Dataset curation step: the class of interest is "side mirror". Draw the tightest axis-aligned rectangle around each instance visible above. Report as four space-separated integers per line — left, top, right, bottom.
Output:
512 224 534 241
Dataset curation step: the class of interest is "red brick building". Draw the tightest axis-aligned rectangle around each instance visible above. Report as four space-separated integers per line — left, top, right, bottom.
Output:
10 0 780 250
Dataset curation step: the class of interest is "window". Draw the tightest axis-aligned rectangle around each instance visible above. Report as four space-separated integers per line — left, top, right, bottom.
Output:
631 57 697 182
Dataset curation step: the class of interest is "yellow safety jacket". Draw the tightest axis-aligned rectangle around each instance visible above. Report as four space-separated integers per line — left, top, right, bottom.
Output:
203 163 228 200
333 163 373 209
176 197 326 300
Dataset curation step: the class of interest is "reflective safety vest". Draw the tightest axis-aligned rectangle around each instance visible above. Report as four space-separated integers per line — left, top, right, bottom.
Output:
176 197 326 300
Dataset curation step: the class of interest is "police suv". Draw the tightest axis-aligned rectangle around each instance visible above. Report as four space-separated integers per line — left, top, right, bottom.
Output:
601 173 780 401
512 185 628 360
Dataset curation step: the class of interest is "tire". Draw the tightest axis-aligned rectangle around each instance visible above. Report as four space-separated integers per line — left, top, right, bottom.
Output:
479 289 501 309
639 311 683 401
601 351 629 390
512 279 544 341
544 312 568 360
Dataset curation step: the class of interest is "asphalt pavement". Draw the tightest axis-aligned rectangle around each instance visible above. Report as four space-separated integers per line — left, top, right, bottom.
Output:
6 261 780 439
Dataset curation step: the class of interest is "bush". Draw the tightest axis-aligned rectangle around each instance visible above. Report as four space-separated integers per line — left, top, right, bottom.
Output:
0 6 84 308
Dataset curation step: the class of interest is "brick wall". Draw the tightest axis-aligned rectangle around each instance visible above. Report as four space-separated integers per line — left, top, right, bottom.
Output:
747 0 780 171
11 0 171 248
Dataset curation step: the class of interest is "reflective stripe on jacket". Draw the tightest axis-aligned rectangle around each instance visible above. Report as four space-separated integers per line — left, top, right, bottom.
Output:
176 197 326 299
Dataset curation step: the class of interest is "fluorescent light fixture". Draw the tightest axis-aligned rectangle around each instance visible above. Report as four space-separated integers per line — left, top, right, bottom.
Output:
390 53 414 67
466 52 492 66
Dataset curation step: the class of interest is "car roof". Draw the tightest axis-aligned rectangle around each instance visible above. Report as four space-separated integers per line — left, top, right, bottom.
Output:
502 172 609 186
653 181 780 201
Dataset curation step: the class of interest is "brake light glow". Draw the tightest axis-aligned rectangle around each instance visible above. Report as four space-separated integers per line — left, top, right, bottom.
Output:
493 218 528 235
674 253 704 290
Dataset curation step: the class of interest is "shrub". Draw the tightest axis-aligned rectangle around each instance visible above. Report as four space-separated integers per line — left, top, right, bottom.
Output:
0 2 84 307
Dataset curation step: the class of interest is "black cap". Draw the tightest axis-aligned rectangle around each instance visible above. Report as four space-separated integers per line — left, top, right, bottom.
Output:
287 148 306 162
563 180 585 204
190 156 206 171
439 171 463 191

Work to do - Copy out all the records again, renaming "Dataset curation step" to "Annotation pass" everywhere it occurs and leaving everything else unchanged.

The response -
Annotation pass: the class of interest is "side mirror". Draw the tightest axis-aligned rectangle around each instance visible above. Report as four space-separated integers per line — left, top, right, bottom.
Output:
512 224 534 241
Annotation pass: the class of interest is "red brick building". Draw the tightest axis-aligned rectangle around each instance visible above. Report as four space-separated integers per line — left, top, right, bottom.
Output:
10 0 780 250
Annotation pass: the class of interest is "window". Draw the tightest axis-aligned rectangle around each instance visible above. Report as four space-separated integers per line — left, top, right, bottom.
Output:
631 57 697 182
Annotation pass: the class of interest is "yellow safety jacket". Draw the tightest axis-aligned rectangle around each instance visible above. Report as four space-separated integers per line — left, top, right, bottom.
Output:
203 163 228 200
333 163 373 209
176 197 326 300
Annotation pass: the class of interest is "reflective safety vest". Draw the tightest axis-aligned rectangle around each instance visible above. Report as four space-separated integers per line — left, top, right, bottom.
Output:
176 197 326 300
Annotation pass: the class of interest is "police suv". Draw the tightest axis-aligned rectangle around each instance visible above. Report as four space-separated integers per line — left, top, right, bottom.
Output:
601 173 780 401
512 185 628 360
Annotation pass: the class of interest is "tire". Draw the tightest axis-aligned rectangle around each instance visible above. Report as four space-separated integers per line — left, top, right, bottom.
Output:
479 289 501 309
639 311 683 401
601 351 629 390
512 279 544 341
544 312 568 360
Annotation pass: the class of interest is "asphalt pavement". Draw the tightest axis-aligned rectangle around each instance visible above. Report as four space-separated integers per line — left, top, right, bottom.
Output:
6 261 780 439
Annotation pass: the class of interest is "bush". Draw the tightest axis-aligned rectangle around each instance visible above. Report as four space-separated integers per line — left, top, right, bottom.
Output:
0 6 84 308
Annotation pass: the class of interest is "brick wall". Draw the tightest axis-aligned rectangle around each instance visible above. Report as four space-separated integers per line — left, top, right, bottom.
Output:
747 0 780 171
11 0 171 248
Annotation pass: the class of interest is "reflective stripe on jacket". Draw the tightest axis-aligned rectangle around each instance visible above. Report as four space-separated integers per line — left, top, right, bottom.
Output:
176 197 326 299
Annotation pass: the class of interest is "fluorescent light fixture". Draw the tightest axis-aligned rectangle around each instance visible above. Report as four space-separated integers per line — left, top, right, bottom.
Output:
390 53 414 67
466 52 492 66
Annotation pass: the class of interest is "car roof". Draw the tightest axis-aligned rectangle around each instance visible above. Report as four space-separated integers per line — left, top, right, bottom.
Output:
502 172 609 186
653 181 780 201
Annotation pass: the class of interest is "brake light glow". Draw the tightest axis-aligned rectangle around each instance visible above. Report as four space-separated integers per line — left, top, right, bottom.
Output:
493 218 528 235
674 253 704 290
Annotation pass: the class of interest is "shrub". Draw the tightest axis-aligned rectangle around each instance visible above. Report as four space-separated integers per line — left, top, right, bottom.
Output:
0 2 84 307
Annotation pass: the class of interest is "black cap". Draw the tightest axis-aligned rectangle around each instance visible above. Report as four space-separated integers per line — left, top, right, bottom.
Output:
287 148 306 162
563 180 585 204
190 156 206 171
439 171 463 191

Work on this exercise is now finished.